• [Work instruction] Below are some entries; set them all down exactly.

• [Given entries]
------------------------------------------------------------------------

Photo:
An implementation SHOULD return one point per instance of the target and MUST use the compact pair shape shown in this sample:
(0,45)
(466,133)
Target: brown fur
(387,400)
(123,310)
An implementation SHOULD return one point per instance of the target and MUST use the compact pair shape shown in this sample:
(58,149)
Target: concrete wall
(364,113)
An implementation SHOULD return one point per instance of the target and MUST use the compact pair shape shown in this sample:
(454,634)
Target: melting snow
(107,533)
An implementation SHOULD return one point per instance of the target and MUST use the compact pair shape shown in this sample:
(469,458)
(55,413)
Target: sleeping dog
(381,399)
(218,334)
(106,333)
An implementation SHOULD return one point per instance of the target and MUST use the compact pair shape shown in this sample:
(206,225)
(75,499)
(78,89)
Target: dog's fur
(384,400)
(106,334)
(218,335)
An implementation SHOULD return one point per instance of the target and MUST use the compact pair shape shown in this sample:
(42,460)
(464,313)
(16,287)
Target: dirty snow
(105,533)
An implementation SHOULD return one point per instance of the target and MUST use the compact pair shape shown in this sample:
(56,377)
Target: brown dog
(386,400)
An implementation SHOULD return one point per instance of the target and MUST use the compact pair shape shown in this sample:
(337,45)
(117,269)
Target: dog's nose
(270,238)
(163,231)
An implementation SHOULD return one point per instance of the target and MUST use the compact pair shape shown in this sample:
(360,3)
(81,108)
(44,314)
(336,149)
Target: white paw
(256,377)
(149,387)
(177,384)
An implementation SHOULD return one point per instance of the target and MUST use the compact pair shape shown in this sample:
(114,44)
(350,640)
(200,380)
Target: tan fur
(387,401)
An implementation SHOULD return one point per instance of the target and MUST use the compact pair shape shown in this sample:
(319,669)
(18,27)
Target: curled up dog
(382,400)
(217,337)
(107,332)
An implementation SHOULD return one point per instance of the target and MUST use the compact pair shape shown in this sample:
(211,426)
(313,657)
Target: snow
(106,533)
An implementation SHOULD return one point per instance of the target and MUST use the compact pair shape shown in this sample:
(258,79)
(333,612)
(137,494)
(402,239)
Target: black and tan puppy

------------------------------------------------------------------------

• [Worked solution]
Photo:
An implementation SHOULD return one point per instance of the target and MUST use the compact pair shape shown in this sample:
(0,45)
(466,133)
Target: brown fur
(387,400)
(123,310)
An implementation SHOULD return one point per instance of the target and MUST use the compact pair shape shown in this sample:
(58,149)
Target: concrete wall
(364,113)
An implementation SHOULD return one point per instance of the target and MUST use the compact pair shape shown in this sample:
(454,634)
Target: melting snow
(107,533)
An implementation SHOULD return one point per instance of the target and MUST use the compact pair shape shown in this sample:
(469,458)
(55,413)
Target: sleeping dog
(381,399)
(218,334)
(106,333)
An implementation SHOULD return one point per instance of the target and MUST use the compact pair shape shown in this sample:
(206,225)
(75,499)
(78,89)
Target: dog's fur
(384,400)
(106,334)
(218,335)
An implementation SHOULD return one point per instance of the target and MUST use the compact pair shape shown in this sample:
(42,460)
(464,313)
(16,287)
Target: dirty snow
(105,533)
An implementation SHOULD return one point per instance of the target and MUST use the compact pair shape shown in this sample:
(56,377)
Target: brown dog
(386,400)
An implementation SHOULD return one point per instance of the target and MUST use the compact pair shape shown in this sample:
(337,45)
(117,269)
Target: dog's nose
(270,238)
(163,231)
An implementation SHOULD return one point per instance of the target and MUST use the compact pair shape shown in this sample:
(360,3)
(81,108)
(44,314)
(336,149)
Target: white paw
(256,377)
(149,387)
(177,384)
An implementation SHOULD return one point per instance of the target and MUST use the compact pair shape shown in this sample:
(114,44)
(350,640)
(200,380)
Target: tan fur
(387,401)
An implementation SHOULD return one point per instance of the target and MUST use the compact pair shape shown in this sample:
(319,669)
(18,27)
Target: curled up dog
(382,400)
(217,337)
(107,332)
An implementation SHOULD return one point per instance of the target and MUST use the compact pair shape shown in this sample:
(211,426)
(313,657)
Target: snow
(106,533)
An implementation SHOULD return one point per instance of the target and MUST use the compact pair shape shown in this sample:
(258,79)
(333,612)
(137,494)
(402,239)
Target: black and tan puppy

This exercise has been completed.